The iconic metal outfit recently confirmed Tipton’s plans and decade-long fight with the health issue alongside word that album co-producer Andy Sneap would step in for the guitarist on their upcoming world tour, which begins in Wilkes Barre, PA on March 13.
Downing – whose twin-lead guitar work with Tipton provided a signature sound for the group through the years before he retired in 2011 – issued a statement acknowledging his bandmate’s status while describing Sneap as “one of the greatest contributors to rock and metal that you will ever have the privilege to meet. To that end I have no doubt that his contribution to the new Judas Priest album was much more than just as a producer.”
Frontman Rob Halford addressed Downing’s remarks during a February 27 interview on “The Freaks With Kenny & Crash” show on Phoenix’s Fox Sports 910 radio station (video below), stating, “Let me just say that the great joy of Judas Priest is that we’ve never gone into this kind of arena of a public dispute. And it’s so easy to fall into that trap in social media today. How many people have you seen in sports, for example, that have made a rash comment on Twitter, just on the heat of the moment, emotionally. You know, we’re all human, we’ve all got feelings, and we have a tendency to blurt out the first thing that is on our minds, and rightly or wrongly, things can kind of come back and chase you afterwards in a negative way.
“So, with regards to everything that was made in [K.K.’s] statement today, a lot of it, to me, is completely superfluous,” he continued. “But the one point that I would like to clarify and have on record is this insinuation that Andy Sneap was covering Glenn’s guitar parts on ‘Firepower’, and I can categorically state that that is a thousand percent false. Because I was with Glenn for all of his guitar work, and he worked really, really hard. Imagine this guy in the tenth year of Parkinson’s. I’ve never seen anybody so brave in the fact that every song was a challenge for him to make it work, but he did — consistently, day after day. It was just a very powerful thing to experience firsthand. And this just goes to show you about the amazing stories that surround invididuals around the world that are dealing with Parkinson’s in their life.”

PROBLEMS TO SOLVE:
A. According to the Judas Priest article, in which city does the band's upcoming world tour begin?
B. Using the Judas Priest article, explain why Rob Halford says the claim that Andy Sneap covered Glenn Tipton's guitar parts on "Firepower" is false.
C. Write the next few sentences of the Judas Priest article, picking up after its final sentence.

SOURCE DATA:
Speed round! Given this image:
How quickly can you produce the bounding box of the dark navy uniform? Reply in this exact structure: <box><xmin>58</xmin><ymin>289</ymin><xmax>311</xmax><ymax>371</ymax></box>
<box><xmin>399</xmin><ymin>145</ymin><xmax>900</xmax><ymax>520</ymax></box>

RESULTS BY TASK:
A. Wilkes Barre, PA, on March 13.

B. Halford says he was with Tipton for all of his guitar work on the album. He saw Tipton work very hard and make every song work despite the challenge, day after day.

C.
“I just wanted to touch on that one issue,” added Halford, “because out of everything that was laid out in that statement, that one hit me personally. And so now I’ve been able to clarify that and make sure that everybody out in the world listening to the show, on the Internet and elsewhere, understands that everything that you hear from Glenn on ‘Firepower’ is the amazing Glenn Tipton. Oh yeah!”
On February 28, Downing released a follow-up statement in reaction to Halford’s remarks, saying “just to clarify that my complimenting Andy Sneap as I did was no more than I would have said about any other guitar playing producers that have also contributed much more than expected to our past albums. Great talent such as Chris Tsangarides (R.I.P) and Roy Z both not only produced – but also contributed song ideas, riffs and licks, lyric ideas etc. Consequently, albums like Painkiller and Angel of Retribution would not have been the same without them. Even George Martin, I believe, provided much more for the Beatles than just the role of a normal producer.
“An extra musician in the studio, like the aforementioned talented producers, really does bring a great benefit.”
Fans will learn more about Downing when he publishes his memoir, “Heavy Duty: Days And Nights In Judas Priest”, via Da Capo Press on September 18.
Co-written with Mark Eglinton, the project explores the guiatrist’s history with the band, who he joined in 1969 and was featured on all Judas Priest releases from their 1974 debut, “Rocka Rolla”, to 2009’s “A Touch of Evil: Live.”